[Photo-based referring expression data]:
-----

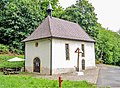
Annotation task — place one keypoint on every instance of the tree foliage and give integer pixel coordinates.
(108, 47)
(19, 18)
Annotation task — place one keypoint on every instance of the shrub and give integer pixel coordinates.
(4, 49)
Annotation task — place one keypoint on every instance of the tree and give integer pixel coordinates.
(109, 47)
(19, 18)
(83, 14)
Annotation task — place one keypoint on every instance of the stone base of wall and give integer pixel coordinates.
(45, 71)
(62, 70)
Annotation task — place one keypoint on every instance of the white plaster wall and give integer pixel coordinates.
(59, 57)
(42, 52)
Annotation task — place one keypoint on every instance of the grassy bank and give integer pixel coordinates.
(30, 82)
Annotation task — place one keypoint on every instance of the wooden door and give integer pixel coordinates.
(83, 64)
(36, 63)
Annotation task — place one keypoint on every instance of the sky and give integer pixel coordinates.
(108, 12)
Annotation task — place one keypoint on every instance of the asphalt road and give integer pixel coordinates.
(109, 76)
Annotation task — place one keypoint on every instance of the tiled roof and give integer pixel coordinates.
(58, 28)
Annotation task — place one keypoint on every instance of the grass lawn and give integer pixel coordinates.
(13, 81)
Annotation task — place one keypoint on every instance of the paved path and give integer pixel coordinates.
(109, 76)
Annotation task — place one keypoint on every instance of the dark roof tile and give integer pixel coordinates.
(54, 27)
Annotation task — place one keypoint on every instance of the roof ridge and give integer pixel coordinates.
(49, 25)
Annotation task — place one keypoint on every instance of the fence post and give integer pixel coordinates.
(60, 82)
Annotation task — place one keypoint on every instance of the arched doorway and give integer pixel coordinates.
(83, 64)
(36, 63)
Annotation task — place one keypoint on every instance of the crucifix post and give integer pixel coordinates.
(78, 52)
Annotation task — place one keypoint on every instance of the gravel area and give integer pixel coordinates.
(90, 75)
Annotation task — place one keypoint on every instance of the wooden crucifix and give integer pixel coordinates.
(78, 51)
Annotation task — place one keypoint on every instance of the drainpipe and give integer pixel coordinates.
(24, 57)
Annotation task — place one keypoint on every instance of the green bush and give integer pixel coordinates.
(4, 49)
(5, 63)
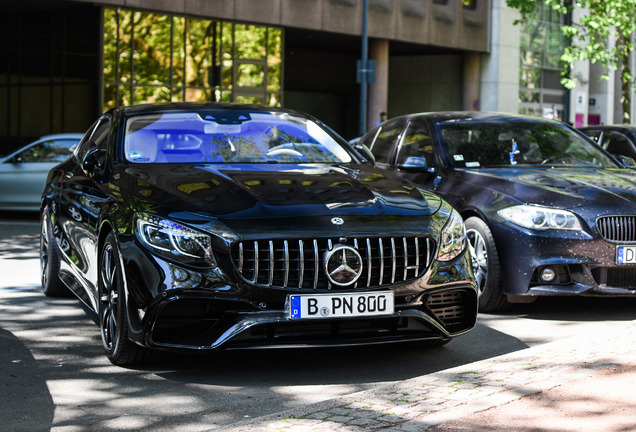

-----

[To do]: Quote the records in full and exactly; skip any image.

[Solved problem]:
Annotation task — place one keypoint on every instance of the tree foliage and give integer pixel coordinates.
(108, 47)
(19, 18)
Annotation task — place one keypoint on every instance of the shrub and give integer pixel coordinates.
(4, 49)
Annotation task — place one keypoint on every instance of the tree and give integer pixel coordinates.
(109, 47)
(19, 18)
(83, 14)
Annotation task — place one keypoint on every instance of the stone base of wall and give integer pixel coordinates.
(45, 71)
(62, 70)
Annotation task — place one keypoint on every instance of the white plaster wall and give integer pixel coordinates.
(59, 57)
(42, 52)
Annotation task — place one keypoint on every instance of the grassy bank and give integer pixel coordinates.
(30, 82)
Annotation task — place one keypoint on every instance of the wooden door and give integer pixel coordinates.
(83, 64)
(36, 63)
Annotation task — place one keypoint on every instance of the sky and give integer pixel coordinates.
(108, 12)
Annotation task — place one keypoint on every instance of the asphalt road and give integer pixel coordinates.
(109, 76)
Annotation task — place one keypoint on every instance of the tiled roof and give integer pixel coordinates.
(58, 28)
Annotation task — place one keypoint on every instance of the grass lawn and give integer pixel coordinates.
(13, 81)
Annotation task — place one keypoint on every instance of the paved path and give integer pixel coordinates.
(109, 76)
Annotation task — place one keypoint on every instance of the dark roof tile and give integer pixel coordinates.
(54, 27)
Annotation task — place one keypoint on every instance of the roof ridge and give integer pixel coordinates.
(49, 25)
Annotation task — place one keypoint on every instance of the fence post and give integer pixel coordinates.
(60, 82)
Annotation task — place one keypoint on every instance of the arched doorway and give integer pixel coordinates.
(83, 64)
(36, 63)
Annotation task — place one keypoint on every instance of the crucifix post and give integer pixel coordinates.
(78, 52)
Annotation task — place one keypoint on every instance of the gravel area and give integer pixel coordinates.
(90, 75)
Annotation task — place one keypoint on every instance of the wooden crucifix and give integer pixel coordinates.
(78, 51)
Annotation task — place one keypoint on every instance of the drainpipe and give integer pixel coordinates.
(24, 57)
Annotation task — place one keypoint on every instance of the green bush and give integer pixel coordinates.
(4, 49)
(5, 63)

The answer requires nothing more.